╔══

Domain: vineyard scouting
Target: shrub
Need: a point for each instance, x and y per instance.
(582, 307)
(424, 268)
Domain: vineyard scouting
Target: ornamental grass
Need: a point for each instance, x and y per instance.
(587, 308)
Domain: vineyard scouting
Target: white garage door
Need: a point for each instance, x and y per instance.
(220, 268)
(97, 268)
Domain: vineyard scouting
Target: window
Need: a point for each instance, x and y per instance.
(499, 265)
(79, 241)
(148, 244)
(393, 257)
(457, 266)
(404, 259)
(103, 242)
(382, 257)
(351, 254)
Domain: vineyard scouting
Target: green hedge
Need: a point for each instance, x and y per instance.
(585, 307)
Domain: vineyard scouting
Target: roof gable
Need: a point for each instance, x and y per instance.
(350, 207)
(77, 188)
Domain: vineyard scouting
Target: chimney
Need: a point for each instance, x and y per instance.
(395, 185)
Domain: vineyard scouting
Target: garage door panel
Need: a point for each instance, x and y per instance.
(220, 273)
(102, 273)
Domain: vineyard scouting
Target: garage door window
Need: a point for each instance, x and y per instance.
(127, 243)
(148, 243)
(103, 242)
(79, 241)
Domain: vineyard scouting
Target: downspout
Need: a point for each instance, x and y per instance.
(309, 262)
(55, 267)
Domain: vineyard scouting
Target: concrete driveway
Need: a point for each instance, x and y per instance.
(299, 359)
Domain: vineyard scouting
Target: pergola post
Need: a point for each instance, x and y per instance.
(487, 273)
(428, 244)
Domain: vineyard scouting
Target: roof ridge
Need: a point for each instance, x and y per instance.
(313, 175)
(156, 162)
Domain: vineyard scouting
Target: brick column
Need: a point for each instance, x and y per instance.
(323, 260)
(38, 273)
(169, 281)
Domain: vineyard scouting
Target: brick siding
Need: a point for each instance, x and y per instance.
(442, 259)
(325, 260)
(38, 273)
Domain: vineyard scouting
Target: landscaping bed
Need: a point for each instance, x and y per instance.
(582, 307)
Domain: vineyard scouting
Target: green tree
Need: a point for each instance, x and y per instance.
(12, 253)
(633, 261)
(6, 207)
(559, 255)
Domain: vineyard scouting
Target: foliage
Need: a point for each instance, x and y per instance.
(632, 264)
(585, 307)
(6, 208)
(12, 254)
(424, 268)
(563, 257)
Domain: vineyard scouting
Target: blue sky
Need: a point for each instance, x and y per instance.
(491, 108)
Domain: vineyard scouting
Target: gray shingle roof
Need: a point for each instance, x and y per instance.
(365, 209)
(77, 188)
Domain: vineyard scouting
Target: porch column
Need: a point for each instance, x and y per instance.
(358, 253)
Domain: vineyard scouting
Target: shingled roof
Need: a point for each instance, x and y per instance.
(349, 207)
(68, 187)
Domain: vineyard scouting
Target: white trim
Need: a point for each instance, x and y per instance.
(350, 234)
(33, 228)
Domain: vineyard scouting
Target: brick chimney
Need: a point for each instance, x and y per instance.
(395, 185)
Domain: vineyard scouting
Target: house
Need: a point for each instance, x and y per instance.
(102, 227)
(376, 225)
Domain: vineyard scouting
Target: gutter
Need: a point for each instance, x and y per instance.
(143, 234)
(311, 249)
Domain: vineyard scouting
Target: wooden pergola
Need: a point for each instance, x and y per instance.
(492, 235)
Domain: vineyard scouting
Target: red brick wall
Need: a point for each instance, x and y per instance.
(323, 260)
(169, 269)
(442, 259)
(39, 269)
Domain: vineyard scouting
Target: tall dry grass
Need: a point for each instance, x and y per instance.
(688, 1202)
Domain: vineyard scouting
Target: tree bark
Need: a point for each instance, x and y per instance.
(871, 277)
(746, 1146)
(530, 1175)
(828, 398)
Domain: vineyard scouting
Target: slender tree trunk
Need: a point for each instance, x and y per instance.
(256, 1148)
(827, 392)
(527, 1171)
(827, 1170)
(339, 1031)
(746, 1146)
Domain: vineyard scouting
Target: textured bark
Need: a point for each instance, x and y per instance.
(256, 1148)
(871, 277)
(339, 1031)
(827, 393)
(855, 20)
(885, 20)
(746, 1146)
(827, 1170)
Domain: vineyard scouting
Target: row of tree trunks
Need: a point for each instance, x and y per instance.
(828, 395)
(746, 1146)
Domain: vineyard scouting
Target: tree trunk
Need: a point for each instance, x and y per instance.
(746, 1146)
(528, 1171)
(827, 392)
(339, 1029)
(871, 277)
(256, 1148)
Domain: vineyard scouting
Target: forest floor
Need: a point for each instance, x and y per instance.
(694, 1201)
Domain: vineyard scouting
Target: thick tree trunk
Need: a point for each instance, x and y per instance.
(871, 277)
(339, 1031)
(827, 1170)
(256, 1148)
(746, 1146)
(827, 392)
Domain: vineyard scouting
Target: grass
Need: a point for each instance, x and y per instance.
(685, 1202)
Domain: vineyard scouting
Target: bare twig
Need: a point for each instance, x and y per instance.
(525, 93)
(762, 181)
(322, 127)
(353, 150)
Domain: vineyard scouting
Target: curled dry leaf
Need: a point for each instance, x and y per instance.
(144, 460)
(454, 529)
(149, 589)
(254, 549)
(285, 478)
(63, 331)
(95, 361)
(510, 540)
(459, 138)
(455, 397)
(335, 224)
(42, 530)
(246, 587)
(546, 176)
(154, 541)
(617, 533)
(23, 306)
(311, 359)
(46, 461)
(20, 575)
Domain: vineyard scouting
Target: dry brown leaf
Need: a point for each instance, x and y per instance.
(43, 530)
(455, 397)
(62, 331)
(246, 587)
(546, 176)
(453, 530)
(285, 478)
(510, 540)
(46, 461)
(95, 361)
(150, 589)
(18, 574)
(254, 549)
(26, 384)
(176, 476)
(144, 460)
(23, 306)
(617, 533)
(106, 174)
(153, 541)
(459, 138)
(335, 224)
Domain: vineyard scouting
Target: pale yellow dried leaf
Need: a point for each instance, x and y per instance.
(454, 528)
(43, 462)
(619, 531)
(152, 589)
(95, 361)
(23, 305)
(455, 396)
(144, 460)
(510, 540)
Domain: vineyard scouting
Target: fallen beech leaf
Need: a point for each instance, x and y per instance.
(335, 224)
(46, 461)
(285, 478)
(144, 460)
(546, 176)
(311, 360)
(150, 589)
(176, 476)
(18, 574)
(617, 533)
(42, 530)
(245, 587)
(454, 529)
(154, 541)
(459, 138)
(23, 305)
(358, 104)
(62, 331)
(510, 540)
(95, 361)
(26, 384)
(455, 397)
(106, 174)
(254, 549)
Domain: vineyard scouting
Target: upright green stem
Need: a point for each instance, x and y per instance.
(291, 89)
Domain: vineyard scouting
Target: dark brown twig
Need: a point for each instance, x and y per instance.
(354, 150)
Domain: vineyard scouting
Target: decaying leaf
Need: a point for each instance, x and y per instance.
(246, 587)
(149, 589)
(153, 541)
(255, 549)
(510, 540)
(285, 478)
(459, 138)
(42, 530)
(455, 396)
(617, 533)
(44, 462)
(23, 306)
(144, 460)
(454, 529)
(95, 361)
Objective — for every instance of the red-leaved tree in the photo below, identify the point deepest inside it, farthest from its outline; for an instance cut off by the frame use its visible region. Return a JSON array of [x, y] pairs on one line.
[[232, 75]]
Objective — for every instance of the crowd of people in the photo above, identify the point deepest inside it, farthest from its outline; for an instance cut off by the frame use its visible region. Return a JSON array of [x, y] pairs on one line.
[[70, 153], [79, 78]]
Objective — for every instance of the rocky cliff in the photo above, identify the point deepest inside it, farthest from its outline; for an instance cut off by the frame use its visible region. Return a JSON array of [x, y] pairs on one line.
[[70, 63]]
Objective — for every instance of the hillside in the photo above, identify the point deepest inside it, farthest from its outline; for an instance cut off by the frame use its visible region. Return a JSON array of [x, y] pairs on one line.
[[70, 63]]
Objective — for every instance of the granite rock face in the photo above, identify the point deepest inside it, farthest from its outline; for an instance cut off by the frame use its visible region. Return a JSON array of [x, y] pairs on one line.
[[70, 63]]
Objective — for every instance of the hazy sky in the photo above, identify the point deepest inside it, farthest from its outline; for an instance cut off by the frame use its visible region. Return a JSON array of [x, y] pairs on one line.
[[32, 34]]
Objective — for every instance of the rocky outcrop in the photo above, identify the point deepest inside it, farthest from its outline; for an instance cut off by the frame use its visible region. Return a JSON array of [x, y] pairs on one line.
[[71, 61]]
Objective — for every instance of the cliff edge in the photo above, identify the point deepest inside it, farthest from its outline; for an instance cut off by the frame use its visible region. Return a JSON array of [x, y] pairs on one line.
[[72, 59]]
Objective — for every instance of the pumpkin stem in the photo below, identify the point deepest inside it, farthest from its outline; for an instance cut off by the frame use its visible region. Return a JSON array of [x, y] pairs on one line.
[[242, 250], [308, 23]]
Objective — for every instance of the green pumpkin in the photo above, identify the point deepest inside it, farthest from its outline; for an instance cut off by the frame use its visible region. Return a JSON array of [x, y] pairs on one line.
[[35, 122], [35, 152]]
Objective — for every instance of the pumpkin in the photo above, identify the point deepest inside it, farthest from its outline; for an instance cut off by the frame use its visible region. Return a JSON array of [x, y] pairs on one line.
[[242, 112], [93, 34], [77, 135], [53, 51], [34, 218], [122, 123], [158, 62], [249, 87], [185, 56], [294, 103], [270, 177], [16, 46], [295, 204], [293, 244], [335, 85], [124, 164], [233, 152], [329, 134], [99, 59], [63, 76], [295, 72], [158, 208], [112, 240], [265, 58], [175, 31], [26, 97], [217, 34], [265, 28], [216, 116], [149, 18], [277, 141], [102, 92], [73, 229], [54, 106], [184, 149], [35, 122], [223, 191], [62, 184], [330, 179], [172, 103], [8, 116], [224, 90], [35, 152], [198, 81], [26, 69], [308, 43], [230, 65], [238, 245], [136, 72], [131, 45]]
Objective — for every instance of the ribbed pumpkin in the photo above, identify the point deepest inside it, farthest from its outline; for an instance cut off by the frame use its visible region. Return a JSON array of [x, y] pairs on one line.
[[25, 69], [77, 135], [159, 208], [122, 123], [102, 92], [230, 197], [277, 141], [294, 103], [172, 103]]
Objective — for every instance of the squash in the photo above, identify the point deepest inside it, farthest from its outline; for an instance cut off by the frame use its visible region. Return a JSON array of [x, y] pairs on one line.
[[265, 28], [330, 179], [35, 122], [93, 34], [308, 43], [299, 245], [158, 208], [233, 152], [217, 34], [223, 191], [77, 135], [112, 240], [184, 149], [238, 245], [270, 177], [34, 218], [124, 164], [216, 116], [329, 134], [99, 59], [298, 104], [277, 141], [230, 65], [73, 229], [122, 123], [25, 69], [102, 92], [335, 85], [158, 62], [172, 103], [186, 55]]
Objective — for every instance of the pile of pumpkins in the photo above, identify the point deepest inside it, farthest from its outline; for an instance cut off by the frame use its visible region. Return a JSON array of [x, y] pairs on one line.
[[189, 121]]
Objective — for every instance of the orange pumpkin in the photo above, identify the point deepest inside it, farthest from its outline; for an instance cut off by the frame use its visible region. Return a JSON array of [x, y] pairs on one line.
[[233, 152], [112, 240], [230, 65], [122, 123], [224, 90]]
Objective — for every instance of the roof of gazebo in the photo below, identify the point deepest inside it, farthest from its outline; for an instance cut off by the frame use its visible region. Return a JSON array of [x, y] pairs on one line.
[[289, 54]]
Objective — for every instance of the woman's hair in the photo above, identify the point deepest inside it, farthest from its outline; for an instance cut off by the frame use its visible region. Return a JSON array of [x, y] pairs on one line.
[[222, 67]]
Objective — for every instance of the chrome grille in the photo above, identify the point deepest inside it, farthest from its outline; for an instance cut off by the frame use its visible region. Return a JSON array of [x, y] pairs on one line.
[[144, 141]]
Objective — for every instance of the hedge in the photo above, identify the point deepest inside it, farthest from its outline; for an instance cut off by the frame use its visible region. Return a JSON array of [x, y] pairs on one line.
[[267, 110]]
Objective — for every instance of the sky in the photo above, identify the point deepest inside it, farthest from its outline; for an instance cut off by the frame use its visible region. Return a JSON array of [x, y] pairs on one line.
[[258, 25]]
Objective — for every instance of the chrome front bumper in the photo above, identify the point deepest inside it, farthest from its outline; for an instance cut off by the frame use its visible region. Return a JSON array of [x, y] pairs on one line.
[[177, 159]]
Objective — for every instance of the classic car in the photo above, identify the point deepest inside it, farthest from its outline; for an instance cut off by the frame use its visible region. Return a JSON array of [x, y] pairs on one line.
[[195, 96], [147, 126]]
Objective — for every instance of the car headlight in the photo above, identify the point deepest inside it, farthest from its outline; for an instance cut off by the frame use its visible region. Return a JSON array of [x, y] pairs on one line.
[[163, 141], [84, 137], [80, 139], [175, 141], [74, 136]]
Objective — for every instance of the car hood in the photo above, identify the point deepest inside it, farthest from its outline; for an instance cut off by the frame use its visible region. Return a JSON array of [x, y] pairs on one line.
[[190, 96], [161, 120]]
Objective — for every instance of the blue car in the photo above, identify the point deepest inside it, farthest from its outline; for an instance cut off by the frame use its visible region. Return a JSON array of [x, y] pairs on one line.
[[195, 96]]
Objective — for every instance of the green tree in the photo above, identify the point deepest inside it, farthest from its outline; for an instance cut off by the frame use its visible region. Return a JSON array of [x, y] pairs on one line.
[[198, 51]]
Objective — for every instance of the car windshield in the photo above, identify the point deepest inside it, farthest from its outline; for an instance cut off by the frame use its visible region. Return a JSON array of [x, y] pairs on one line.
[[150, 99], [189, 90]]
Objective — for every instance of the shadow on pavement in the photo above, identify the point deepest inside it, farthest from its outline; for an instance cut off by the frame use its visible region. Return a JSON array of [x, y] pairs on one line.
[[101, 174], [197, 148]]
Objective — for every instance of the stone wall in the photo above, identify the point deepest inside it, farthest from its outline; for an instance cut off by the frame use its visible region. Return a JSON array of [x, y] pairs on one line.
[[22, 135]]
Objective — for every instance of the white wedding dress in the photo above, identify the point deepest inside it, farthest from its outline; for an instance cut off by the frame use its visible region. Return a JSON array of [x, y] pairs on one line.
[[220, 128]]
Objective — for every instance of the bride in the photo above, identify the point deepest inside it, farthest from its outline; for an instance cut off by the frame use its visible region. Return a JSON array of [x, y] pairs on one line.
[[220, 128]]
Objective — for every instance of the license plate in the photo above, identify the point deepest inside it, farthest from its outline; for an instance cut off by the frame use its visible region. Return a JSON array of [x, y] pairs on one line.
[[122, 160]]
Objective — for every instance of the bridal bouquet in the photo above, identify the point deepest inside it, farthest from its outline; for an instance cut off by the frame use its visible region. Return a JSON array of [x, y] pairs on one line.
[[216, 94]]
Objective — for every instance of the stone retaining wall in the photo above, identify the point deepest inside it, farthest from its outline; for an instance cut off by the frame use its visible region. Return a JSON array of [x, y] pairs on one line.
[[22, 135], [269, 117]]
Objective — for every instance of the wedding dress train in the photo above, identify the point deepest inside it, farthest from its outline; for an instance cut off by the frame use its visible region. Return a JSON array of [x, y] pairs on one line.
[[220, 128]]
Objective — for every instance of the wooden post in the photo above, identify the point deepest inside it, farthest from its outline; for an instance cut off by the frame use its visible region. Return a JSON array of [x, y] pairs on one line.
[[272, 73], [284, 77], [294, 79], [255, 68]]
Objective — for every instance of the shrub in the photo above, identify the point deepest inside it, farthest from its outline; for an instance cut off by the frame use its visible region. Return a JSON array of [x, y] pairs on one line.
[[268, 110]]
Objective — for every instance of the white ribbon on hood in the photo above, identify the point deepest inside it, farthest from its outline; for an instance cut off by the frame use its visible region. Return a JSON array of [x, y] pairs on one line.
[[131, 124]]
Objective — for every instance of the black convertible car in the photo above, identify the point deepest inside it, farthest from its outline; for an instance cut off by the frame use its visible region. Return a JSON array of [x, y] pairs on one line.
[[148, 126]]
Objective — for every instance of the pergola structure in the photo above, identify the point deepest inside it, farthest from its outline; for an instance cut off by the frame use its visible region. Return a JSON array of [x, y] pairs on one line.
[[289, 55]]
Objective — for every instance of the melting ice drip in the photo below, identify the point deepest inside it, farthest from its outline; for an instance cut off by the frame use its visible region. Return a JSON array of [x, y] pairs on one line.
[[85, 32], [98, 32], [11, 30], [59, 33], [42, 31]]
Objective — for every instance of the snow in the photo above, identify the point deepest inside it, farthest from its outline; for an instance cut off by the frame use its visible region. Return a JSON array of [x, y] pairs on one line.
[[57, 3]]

╚══

▸ **What is needed**: Please arrange as a numbered list the lines starting with the one that contains "Objective — for every instance of the rocky outcrop" and going on through the one that contains "[[242, 250], [308, 23]]", both included. Leave out any blank lines.

▸ **Output for this task**:
1. Objective — for every instance of the rocky outcrop in the photo above, identify the point deepest inside it, farthest from its outline; for an instance cut off by the frame use its visible region. Return a JSON array of [x, y] pairs on one line.
2. [[71, 61]]
3. Objective — for every instance of the cliff edge in the photo above, identify the point deepest inside it, farthest from its outline; for an instance cut off by the frame use its visible region. Return a JSON array of [x, y] pairs on one line.
4. [[72, 59]]
5. Objective — for every instance of the pumpkin stem in the photo below, identify the point deepest inside it, farthest from its outline; for an instance cut off by the frame use its visible region. Return a JSON array of [x, y] pairs on one line.
6. [[242, 250], [308, 23]]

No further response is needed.